Recorded data:
[START]

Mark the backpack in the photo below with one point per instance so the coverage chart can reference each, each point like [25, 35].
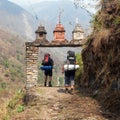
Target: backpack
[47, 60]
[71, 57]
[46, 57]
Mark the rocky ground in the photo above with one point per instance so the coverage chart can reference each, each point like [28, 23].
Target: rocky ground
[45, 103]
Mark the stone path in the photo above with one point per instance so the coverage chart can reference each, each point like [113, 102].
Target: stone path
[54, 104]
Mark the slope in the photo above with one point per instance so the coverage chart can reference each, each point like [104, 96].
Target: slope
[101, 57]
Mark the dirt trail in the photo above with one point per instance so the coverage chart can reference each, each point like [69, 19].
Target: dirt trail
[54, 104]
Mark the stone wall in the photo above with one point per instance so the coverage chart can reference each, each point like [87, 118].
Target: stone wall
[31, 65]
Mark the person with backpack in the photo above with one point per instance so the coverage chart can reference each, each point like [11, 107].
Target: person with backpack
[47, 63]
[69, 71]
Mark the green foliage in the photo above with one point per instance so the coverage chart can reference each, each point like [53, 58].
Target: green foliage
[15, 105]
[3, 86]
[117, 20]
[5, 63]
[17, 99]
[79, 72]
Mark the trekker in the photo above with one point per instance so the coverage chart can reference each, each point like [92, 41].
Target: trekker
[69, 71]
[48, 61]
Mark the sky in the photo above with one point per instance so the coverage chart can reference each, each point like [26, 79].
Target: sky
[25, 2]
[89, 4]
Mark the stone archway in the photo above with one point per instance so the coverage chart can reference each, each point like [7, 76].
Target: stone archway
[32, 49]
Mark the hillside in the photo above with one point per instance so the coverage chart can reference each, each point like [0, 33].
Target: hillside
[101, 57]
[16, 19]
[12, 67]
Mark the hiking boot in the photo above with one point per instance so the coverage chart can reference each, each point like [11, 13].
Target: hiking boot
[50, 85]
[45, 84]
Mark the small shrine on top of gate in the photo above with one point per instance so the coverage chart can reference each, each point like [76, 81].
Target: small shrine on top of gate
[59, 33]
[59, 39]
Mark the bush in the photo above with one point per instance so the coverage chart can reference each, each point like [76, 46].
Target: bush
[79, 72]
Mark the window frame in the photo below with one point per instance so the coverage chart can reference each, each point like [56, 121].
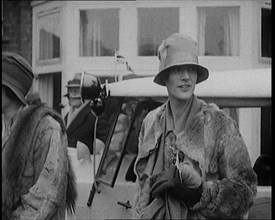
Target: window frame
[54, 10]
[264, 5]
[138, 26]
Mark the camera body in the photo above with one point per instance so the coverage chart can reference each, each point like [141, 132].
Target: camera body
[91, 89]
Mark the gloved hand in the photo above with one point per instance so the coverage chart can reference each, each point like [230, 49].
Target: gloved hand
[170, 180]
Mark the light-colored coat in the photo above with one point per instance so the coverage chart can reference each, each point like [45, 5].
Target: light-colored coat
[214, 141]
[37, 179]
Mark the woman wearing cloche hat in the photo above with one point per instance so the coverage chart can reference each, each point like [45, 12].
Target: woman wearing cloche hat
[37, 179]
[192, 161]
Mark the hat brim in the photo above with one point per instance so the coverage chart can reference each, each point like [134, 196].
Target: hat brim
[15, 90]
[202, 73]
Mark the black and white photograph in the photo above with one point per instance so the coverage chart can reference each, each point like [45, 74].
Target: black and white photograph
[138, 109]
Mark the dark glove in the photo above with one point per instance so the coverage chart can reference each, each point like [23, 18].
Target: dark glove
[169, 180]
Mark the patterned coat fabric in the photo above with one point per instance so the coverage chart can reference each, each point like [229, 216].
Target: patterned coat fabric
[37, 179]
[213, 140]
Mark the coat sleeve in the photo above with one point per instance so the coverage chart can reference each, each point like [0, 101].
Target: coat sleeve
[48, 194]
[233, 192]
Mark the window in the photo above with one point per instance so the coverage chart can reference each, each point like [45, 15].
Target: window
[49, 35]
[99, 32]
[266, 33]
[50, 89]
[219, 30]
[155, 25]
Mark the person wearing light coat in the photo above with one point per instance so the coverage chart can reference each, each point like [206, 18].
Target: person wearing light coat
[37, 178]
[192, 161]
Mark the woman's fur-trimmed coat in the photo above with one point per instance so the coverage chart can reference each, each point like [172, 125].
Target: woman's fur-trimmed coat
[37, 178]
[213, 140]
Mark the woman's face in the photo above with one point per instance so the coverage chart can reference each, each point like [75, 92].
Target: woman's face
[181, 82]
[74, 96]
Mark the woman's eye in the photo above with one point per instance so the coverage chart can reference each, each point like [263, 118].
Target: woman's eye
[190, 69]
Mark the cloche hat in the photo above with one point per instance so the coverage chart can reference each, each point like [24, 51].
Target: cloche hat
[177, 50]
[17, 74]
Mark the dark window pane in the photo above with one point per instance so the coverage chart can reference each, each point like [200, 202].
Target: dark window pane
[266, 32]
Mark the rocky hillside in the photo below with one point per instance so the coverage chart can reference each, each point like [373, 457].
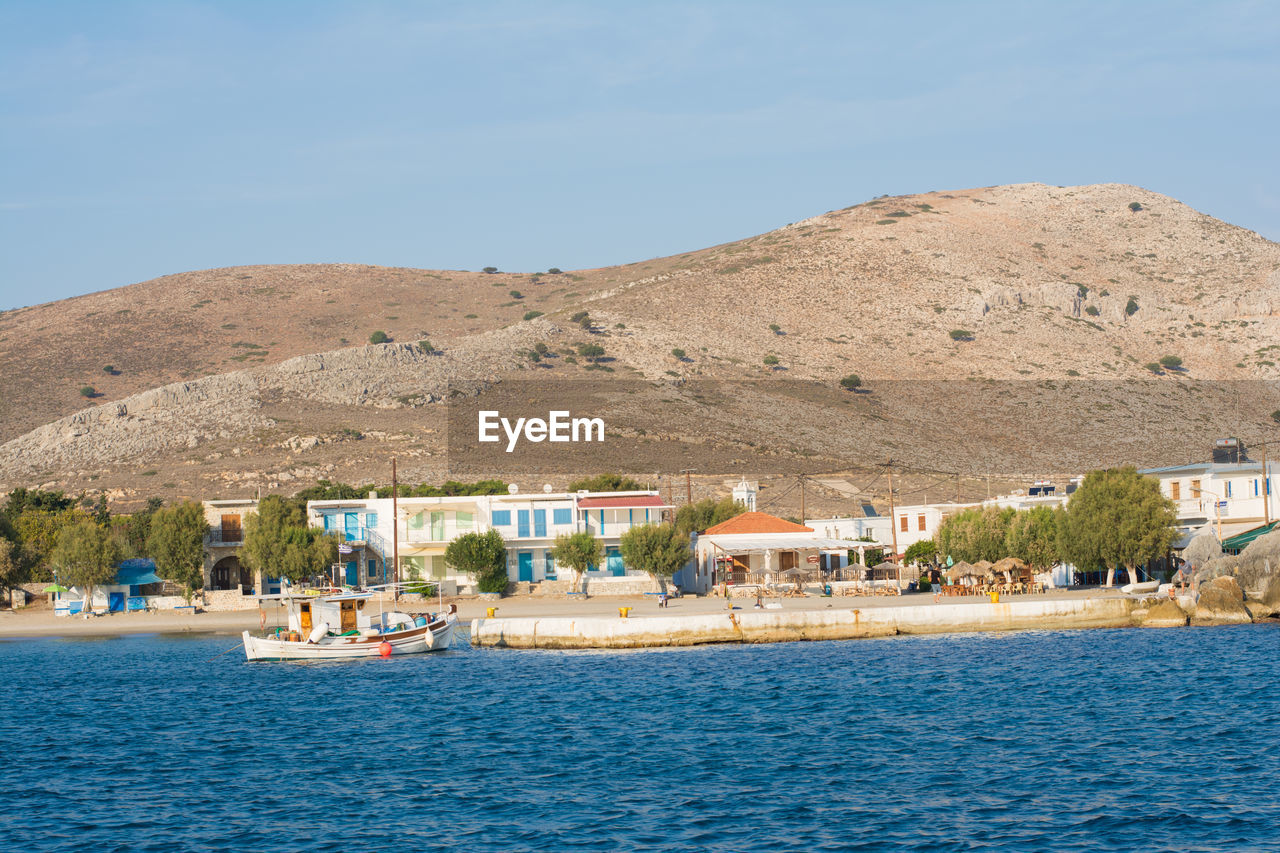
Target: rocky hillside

[END]

| Description of the task |
Reproduce all of the entries word for word, skipping any pictures they hold.

| Response to this task |
Mark the backpack in the photo below with one point per instance so the coverage chart can reference each, each point like [25, 35].
Target: backpack
[47, 60]
[71, 57]
[46, 57]
Mark the rocky ground in the photo above with one point per instance so the coverage chart can reference each, each point like [28, 23].
Target: rocky ground
[45, 103]
Mark the stone path in the photo above with one point per instance so the coverage chart can reference each, each point like [113, 102].
Target: stone path
[54, 104]
Mark the slope in the photo above with one point per instance so the coverage chart can reference each, each point like [104, 96].
Target: slope
[101, 57]
Mark the dirt trail in the photo above with one point per instance so the coverage chart can reference each, each point like [69, 19].
Target: dirt trail
[54, 104]
Mark the stone wall in the photo above with one point per instance so the coverage chart can reference each, each point like [87, 118].
Target: stone wall
[31, 65]
Mark the person with backpack in the photo above with one point per instance so the coverage chart can reference each, each point like [11, 107].
Target: person with backpack
[47, 63]
[69, 71]
Mark the green foliage in the photo above with one point per instance so the coverage chart can reference each, each point like [53, 58].
Target: green foliage
[15, 105]
[3, 86]
[117, 20]
[5, 63]
[17, 99]
[79, 72]
Mark the trekker in the photo above with one point per instance so the coverage chart can reference each, each point like [92, 41].
Target: trekker
[69, 71]
[48, 61]
Mark the sky in the photo above with one point per instance so the coverage chart can reference each, each point like [26, 79].
Target: sky
[25, 2]
[89, 4]
Mark the stone archway in the photo above with one point per instance so the coverage chart can reference each, each point like [7, 76].
Target: stone archway
[32, 49]
Mark the hillside in the photo above with one point per instance so the coverage chart can reference each, each point like [0, 33].
Target: hillside
[101, 57]
[16, 19]
[12, 67]
Mark the hiking boot in the photo above with one point per instance so the coverage chart can reference each, each point like [11, 13].
Target: hiking boot
[50, 85]
[45, 84]
Mark the small shrine on top of gate in the photo above with one point per instance so the coverage chart can reference each, each point like [76, 81].
Target: small shrine on top of gate
[59, 33]
[59, 39]
Mark the bush in the photo above with one point per instance so the coverage chart can reference each, each point like [76, 46].
Target: bush
[79, 72]
Mark the window frame in the photo below with one point per instance so the coverage chart can reference each, each point like [56, 121].
Target: window frame
[54, 10]
[264, 5]
[138, 26]
Mark the camera body in the photo above with one point per instance so the coverage chart can reference each, each point like [141, 132].
Target: camera body
[91, 89]
Mark the gloved hand in the photo above with one point per instance so the coverage chart can reference each, each point like [230, 49].
Target: gloved hand
[170, 180]
Mark the light-colored coat in the photo above with one point per instance so the coverage chart can reference each, each point like [45, 5].
Target: light-colored coat
[214, 141]
[37, 179]
Mark the woman wearing cloche hat in the photo above with one point per instance so the coverage chart can reference each, each point like [45, 12].
Target: woman wearing cloche hat
[37, 179]
[192, 161]
Mark the hat brim in the photo above with one point per instance so the coverage chart can reference each, each point like [134, 196].
Target: hat brim
[15, 90]
[202, 73]
Mark the black and white photograph in the photo above with one point per instance so the coverage chart can reference each, each point like [45, 74].
Target: black and white photograph
[138, 109]
Mark the dark glove in the photo above with one point per instance so the coverage chart can reference each, each point like [23, 18].
Target: dark glove
[169, 180]
Mark the patterned coat fabric in the photo above with one point per instance so the coverage chart can reference each, each point like [229, 216].
Target: patterned coat fabric
[37, 179]
[213, 140]
Mark the coat sleeve in the photo above with one point per instance so the coverage chart can reference each, each point like [0, 101].
Target: coat sleeve
[48, 194]
[233, 192]
Mark the window in the photo above with one point per instance so the coverage chart can reference each, each point like [45, 15].
Target: window
[49, 35]
[99, 32]
[266, 33]
[50, 89]
[219, 30]
[155, 25]
Mark the person wearing light coat in the photo above with one point per instance so the coverage chart can reference each, each point like [206, 18].
Target: person wearing light coat
[37, 178]
[192, 161]
Mark the woman's fur-trimmed coat in the photo above with one point per instance so the coverage chart can reference each, each point like [172, 125].
Target: woman's fur-trimmed coat
[37, 178]
[213, 140]
Mark the woman's face in the photo above with one point per instance so the coverage chart can reference each, each point like [75, 92].
Target: woman's face
[181, 82]
[74, 96]
Mark the woman's eye in the photo above with one point per instance so the coverage chart can reference each, each point like [263, 118].
Target: woman's eye
[190, 69]
Mark the cloche hat in the photo above with one point per instance so the coverage chart can reference each, each point like [24, 51].
Target: cloche hat
[177, 50]
[17, 74]
Mark the dark window pane in the photo above with one point per instance so the coverage chart can reference each, each point like [200, 202].
Target: dark window pane
[266, 32]
Mark the rocky hillside in the photo below with one point per instance so the coverage chart can reference each, each point like [373, 457].
Target: rocky hillside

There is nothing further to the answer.